Document extract:
──────────

Group 1. Present a close reading of Book I of Copernicus, De Revolutionibus, with emphasis on the importance of passages marked with marginalia in Lehigh’s first edition. Explain the rhetorical and scientific function of Book I in historical context. Decipher the marginalia. What do they reveal about their author? What do they reveal about the contemporary reception of Copernicus’s work?
Group 2. Using the figures and explanations in Tycho Brahe’s Astronomiae Instauratae Mechanica, build a Tychonian sextant. Explain the differences between Tycho’s astronomical sextant and a sixteenth century navigational sextant. Record observations in a manner similar to that of Tycho Brahe for several stellar and planetary bodies over several weeks. Show that these observations can be understood in the context of the Copernican model.
Group 3. Determine the approximate technical specifications of a Galilean refracting telescope. Describe the operation and characteristics of the various types of reflecting telescopes, and the history of their development. Build a Newtonian reflector, using the closest possible approximations to seventeenth century materials. Using ray-tracing methods, describe the characteristics of this reflector, including magnification, light-gathering power, and resolving power. Using your telescope, perform observations of the Galilean satellites of Jupiter, sufficient to sketch rough plots of their orbits
Group 4. Describe the historical use of sundials in the study of celestial motion. Identify an outside object on the Lehigh campus that may be used as the gnomon of a sundial. Carefully record the gnomon’s shadow over several weeks, and use this to describe the apparent motion of the sun, particularly in the context of seasons. Construct equivalent gnomons for each member of your group, and compare observations made at different locations when traveling.
Group 5. Construct an optical device that would produce a projected image of the sun with suitable resolution to observe sunspots. Track the positions of sunspots over several weeks, and use this information to describe the rotation of the sun and the motion of the Earth about the sun (in the spirit of Galileo’s observations and interpretations). Discuss the observations made by Galileo.
Group 6. Work out the mathematics required to convert the orbital positions of several planets (including Earth) into local altitude and azimuth coordinates as viewed from any position on Earth at any time and date. Construct a computer program that will perform these geometrical calculations.

──────────

Assignment 1:
In the astronomy group assignments, what instrument is Group 2 told to build, and from which work's figures and explanations?
Assignment 2:
Proceed with the astronomy group assignments, writing new text that follows the final sentence of the Group 6 entry.

──────────

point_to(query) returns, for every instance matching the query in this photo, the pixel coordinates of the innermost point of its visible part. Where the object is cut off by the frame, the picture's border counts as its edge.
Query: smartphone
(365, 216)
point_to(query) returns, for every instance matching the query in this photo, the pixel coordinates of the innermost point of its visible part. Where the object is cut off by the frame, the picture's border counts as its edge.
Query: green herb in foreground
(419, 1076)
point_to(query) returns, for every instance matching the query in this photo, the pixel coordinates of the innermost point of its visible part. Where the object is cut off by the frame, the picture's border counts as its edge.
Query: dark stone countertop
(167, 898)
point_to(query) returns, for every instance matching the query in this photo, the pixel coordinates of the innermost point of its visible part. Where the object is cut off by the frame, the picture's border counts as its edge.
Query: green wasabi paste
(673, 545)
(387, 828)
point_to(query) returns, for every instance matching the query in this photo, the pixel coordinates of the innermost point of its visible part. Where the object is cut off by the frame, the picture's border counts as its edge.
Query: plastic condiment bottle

──────────

Exercise output 1:
A Tychonian sextant, built from the figures and explanations in Tycho Brahe's Astronomiae Instauratae Mechanica.

Exercise output 2:
Group 7. Examine the economic and institutional (e.g., religious and political) environments of Copernicus and Galileo. Describe in detail how these conditions affected the technical methods used and the thought processes applied in their studies. Describe in detail how these conditions affected the dissemination and acceptance of their observations and conclusions.
Group 8. Discuss the history of time-keeping methods (science of chronology), including the various calendars used in the past, and in use today. Discuss the compatibility of celestial and non-celestial time keeping methods. Consider various ancient and modern structures around the world that are or were used to keep track of the passage of time (e.g., Stonehenge). Describe modern methods of recording the times of events as used by astronomers.
Group 9. Examine the history of studies relating to the apparent motion of the moon, including position in the sky, phases, librational motions, and tidal effects on the Earth. Describe how these observations were explained in the context of pre-Copernican and Copernican models of the solar system. Discuss details that remained unexplained until more recent times (twentieth century), and the explanations in terms of modern physical principles
Group 10. Discuss the relation between celestial observations and the determination of terrestrial position in the seventeenth-century context. Consider problems of both land and sea navigation. To what degree, and in what contexts are ancient and early modern methods still in use?